■ **Activity 1**
In the news report on the Kentville drug death trial, what charges does Kyle David Fredericks face?
■ **Activity 2**
Carry on the news report on the Kentville drug death trial, picking up after its final sentence.

Valley drug death trial hears from medical examiner
No way to tell exactly when Joshua Graves took the drugs, says doctor
The trial of a 23-year-old Kings County man charged in the drug overdose death of another young man continued Wednesday in Kentville provincial court with testimony from a medical examiner.
Kyle David Fredericks, of Kentville, is charged with criminal negligence causing death and trafficking in a controlled substance in the death of Joshua Graves.
Graves, 21, died after taking a lethal mix of alcohol and Dilaudid at a house party nearly two years ago in the Annapolis Valley, which was also attended by Fredericks.
Dr. Marnie Wood took the stand on Wednesday and confirmed Graves died as a result of combined poisoning from alcohol and hydromorphone.
She said Graves' blood alcohol level suggested alcohol alone was not enough to kill him, while the level of hydromorphone in his blood could have been fatal on its own.

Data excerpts
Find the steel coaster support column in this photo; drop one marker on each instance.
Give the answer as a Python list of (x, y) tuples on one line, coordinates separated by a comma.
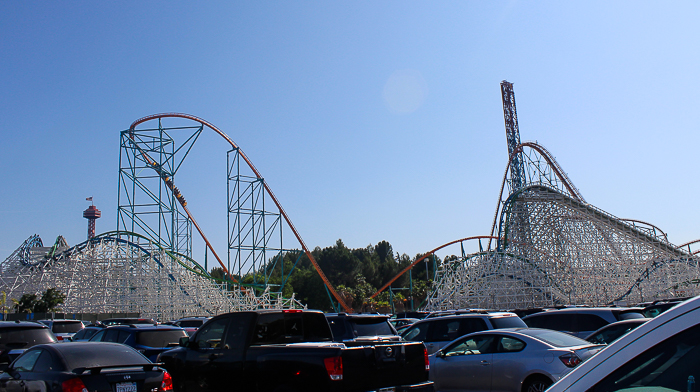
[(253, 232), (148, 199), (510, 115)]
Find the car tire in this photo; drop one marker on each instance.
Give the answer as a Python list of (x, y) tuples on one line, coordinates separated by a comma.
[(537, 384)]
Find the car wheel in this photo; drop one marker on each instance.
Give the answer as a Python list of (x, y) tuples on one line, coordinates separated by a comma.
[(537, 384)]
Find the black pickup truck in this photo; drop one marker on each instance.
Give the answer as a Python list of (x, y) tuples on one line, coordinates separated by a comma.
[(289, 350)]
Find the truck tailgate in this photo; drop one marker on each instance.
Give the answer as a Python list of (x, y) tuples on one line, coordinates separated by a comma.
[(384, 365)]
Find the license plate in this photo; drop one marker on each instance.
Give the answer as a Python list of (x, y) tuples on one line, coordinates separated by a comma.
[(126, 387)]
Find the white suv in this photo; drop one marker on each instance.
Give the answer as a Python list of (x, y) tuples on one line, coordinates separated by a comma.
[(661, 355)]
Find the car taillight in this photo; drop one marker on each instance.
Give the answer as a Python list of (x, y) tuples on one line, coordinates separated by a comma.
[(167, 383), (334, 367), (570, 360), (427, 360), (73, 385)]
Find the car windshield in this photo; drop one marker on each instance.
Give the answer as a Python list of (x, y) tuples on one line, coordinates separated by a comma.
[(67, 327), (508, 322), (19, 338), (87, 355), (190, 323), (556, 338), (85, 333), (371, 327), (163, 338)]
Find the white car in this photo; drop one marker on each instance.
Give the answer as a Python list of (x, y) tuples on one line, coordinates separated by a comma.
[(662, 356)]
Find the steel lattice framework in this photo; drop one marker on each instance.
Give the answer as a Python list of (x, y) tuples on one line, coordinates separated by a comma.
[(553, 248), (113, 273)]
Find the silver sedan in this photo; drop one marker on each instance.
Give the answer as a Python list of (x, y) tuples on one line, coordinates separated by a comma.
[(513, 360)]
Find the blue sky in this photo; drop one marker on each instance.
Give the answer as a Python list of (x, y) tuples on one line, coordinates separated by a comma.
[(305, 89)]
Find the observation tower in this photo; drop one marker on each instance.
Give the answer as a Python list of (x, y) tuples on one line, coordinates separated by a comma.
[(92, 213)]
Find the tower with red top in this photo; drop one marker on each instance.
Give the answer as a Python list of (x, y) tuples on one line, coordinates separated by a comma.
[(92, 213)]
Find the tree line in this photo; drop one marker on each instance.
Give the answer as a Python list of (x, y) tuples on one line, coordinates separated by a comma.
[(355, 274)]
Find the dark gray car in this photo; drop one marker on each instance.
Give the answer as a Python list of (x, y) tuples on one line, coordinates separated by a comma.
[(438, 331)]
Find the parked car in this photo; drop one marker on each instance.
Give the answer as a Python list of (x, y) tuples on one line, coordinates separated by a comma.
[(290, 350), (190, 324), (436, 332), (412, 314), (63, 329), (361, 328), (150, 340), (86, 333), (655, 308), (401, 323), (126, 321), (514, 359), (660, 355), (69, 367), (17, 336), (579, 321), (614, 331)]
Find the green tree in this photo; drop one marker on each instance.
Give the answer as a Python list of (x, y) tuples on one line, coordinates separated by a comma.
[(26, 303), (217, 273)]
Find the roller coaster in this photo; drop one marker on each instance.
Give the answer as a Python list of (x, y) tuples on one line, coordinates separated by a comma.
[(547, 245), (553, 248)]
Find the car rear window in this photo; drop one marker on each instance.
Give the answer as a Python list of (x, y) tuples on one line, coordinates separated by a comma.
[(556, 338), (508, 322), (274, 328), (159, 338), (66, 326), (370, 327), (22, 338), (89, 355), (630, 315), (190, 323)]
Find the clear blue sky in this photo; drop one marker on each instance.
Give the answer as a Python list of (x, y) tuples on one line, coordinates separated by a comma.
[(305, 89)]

* * *

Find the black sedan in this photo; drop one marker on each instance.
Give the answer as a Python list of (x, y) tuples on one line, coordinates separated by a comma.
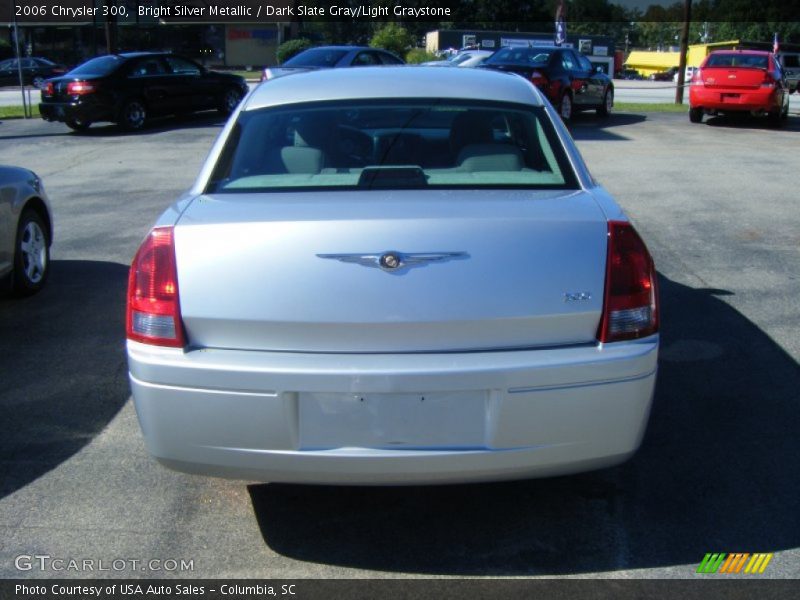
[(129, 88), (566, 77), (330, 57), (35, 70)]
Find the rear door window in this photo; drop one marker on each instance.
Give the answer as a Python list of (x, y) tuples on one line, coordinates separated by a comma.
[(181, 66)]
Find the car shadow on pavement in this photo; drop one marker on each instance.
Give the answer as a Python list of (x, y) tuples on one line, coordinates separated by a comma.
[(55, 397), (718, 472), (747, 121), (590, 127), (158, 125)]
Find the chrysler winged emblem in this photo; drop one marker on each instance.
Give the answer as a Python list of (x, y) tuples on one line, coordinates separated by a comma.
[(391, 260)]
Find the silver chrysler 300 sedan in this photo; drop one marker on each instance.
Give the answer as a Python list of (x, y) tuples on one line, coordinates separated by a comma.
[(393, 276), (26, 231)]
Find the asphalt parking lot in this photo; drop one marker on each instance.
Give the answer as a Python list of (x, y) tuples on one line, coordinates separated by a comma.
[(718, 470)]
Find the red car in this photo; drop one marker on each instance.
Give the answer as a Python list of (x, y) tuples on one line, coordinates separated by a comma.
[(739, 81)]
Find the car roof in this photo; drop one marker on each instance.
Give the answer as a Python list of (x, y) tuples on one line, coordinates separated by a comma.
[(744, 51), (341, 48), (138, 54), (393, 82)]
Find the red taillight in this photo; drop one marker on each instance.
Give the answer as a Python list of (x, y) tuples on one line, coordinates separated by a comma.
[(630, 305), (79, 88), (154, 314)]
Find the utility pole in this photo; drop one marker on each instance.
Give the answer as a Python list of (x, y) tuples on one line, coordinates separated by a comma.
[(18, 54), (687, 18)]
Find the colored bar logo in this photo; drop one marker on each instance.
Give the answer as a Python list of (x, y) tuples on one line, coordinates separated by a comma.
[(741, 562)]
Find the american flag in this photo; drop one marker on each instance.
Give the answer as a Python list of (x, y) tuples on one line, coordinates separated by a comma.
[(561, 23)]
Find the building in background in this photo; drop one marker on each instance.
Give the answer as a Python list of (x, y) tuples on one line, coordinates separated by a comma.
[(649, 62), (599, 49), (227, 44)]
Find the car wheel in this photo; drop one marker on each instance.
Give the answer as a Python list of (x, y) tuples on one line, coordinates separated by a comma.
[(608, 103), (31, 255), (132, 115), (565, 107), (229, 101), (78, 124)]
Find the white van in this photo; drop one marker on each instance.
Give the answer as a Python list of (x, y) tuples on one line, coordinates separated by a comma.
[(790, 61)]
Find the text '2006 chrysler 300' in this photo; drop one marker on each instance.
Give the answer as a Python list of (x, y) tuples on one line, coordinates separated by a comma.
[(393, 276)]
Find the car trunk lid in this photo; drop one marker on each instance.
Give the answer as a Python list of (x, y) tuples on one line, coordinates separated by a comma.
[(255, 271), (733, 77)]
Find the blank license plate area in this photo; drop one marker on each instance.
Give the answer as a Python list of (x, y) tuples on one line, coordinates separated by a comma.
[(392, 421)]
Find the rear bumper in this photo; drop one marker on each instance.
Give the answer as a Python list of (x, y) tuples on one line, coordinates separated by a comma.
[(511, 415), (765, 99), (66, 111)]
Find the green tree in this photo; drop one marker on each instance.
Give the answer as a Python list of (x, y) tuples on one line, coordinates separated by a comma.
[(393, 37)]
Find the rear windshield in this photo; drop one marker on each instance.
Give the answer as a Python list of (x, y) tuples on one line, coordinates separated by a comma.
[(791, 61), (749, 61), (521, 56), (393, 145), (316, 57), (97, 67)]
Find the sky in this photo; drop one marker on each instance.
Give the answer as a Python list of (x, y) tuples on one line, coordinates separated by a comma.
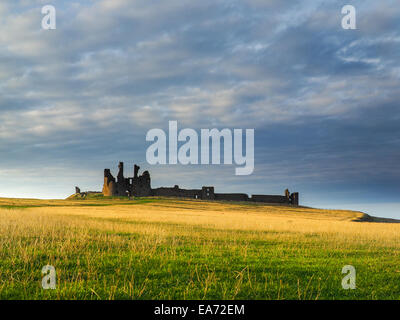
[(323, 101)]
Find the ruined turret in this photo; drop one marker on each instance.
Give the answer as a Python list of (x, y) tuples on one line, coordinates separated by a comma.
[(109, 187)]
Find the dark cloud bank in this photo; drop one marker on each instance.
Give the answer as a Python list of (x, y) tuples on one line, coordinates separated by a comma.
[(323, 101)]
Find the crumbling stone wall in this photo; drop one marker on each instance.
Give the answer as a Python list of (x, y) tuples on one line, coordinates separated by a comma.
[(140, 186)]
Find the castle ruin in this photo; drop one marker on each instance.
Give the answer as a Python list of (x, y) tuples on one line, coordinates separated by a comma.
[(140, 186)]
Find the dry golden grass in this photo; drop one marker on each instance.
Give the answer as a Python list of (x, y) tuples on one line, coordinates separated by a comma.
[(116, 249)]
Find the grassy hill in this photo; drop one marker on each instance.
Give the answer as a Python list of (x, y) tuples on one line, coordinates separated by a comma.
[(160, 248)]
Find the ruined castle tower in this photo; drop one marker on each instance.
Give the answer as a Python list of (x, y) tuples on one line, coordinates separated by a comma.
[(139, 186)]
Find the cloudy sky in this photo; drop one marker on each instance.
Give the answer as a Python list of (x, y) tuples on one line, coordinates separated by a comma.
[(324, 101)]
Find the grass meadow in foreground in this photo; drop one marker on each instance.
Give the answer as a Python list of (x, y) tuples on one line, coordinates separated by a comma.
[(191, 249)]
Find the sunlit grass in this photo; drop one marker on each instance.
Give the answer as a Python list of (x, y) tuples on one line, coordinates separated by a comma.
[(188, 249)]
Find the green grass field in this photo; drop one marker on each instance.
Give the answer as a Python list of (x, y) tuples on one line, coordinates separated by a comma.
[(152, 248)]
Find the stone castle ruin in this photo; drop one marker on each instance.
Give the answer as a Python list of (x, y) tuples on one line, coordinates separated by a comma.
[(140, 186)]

==

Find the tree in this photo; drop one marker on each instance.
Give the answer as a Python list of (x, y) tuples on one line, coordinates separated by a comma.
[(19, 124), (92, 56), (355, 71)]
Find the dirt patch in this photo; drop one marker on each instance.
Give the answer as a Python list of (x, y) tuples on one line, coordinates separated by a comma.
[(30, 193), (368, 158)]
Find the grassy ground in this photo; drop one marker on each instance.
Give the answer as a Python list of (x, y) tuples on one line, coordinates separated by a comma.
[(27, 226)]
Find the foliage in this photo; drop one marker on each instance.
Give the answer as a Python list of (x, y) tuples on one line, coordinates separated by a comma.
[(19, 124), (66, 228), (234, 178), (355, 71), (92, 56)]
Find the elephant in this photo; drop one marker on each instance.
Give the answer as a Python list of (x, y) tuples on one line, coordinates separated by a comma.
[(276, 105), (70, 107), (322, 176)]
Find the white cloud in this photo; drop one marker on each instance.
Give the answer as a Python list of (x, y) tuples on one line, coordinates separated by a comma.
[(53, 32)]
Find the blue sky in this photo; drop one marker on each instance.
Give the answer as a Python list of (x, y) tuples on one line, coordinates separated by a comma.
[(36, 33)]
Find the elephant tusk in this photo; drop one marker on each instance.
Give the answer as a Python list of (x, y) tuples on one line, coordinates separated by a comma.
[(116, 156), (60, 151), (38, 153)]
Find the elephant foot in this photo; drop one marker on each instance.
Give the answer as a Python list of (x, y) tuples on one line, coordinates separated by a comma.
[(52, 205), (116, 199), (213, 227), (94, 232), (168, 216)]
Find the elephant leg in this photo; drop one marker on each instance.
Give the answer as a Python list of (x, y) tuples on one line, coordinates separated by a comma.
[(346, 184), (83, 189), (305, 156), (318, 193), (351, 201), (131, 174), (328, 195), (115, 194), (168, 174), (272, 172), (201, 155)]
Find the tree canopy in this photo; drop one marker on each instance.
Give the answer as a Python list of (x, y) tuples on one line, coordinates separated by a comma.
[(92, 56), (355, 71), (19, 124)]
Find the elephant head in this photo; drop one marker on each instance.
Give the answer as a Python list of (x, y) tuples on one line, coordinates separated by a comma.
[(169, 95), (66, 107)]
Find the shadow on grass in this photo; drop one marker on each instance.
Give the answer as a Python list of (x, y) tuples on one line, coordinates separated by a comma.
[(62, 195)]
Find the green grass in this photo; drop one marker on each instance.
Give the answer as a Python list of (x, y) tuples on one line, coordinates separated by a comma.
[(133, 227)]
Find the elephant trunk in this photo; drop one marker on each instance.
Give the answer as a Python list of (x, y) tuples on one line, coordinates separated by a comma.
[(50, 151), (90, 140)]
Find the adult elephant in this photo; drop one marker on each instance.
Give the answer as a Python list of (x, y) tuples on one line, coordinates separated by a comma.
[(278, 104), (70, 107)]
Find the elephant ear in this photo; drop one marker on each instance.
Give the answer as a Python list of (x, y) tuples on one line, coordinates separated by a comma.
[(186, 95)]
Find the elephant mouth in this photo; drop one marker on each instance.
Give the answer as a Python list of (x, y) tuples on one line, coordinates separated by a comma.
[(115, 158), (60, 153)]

■ **Task result 1**
Criminal negligence causing death and trafficking in a controlled substance.

■ **Task result 2**
Wood testified alcohol and hydromorphone multiply each other's effects, causing breathing to slow or stop, leading to fatal brain damage.
Court watches videotaped interview
Earlier this week, court heard Graves drank about ¾ of a quart of rum at a party he attended just prior to his death. He was found unresponsive the next day, on March 19, 2011.
Wood said Graves' time of death is impossible to determine — he died sometime between 3 a.m. when he was last heard snoring and 3 p.m. when his body was discovered.
It's also impossible to say precisely when Graves took the hydromorphone, Wood said. She testified he could have taken the drugs more than 40 hours before he died, which would have been at least a day before he attended the party in Berwick.
Court then saw a videotaped RCMP interview with Fredericks after he was arrested for trafficking in a controlled substance.
Fredericks could be seen crying in the video and repeatedly denies giving Graves any Dilaudid. After an extended interrogation, Fredericks admits in the video to selling Dilaudid that night at the party, but not to Graves.
As the video continued, Fredericks eventually tells police he gave Graves half of a Dilaudid pill.
But when he took the stand, Fredericks denied he gave Graves anything, saying he lied to police in the video. He testified he lied because he was in withdrawal during the interview and felt pressured to admit to something so it would end.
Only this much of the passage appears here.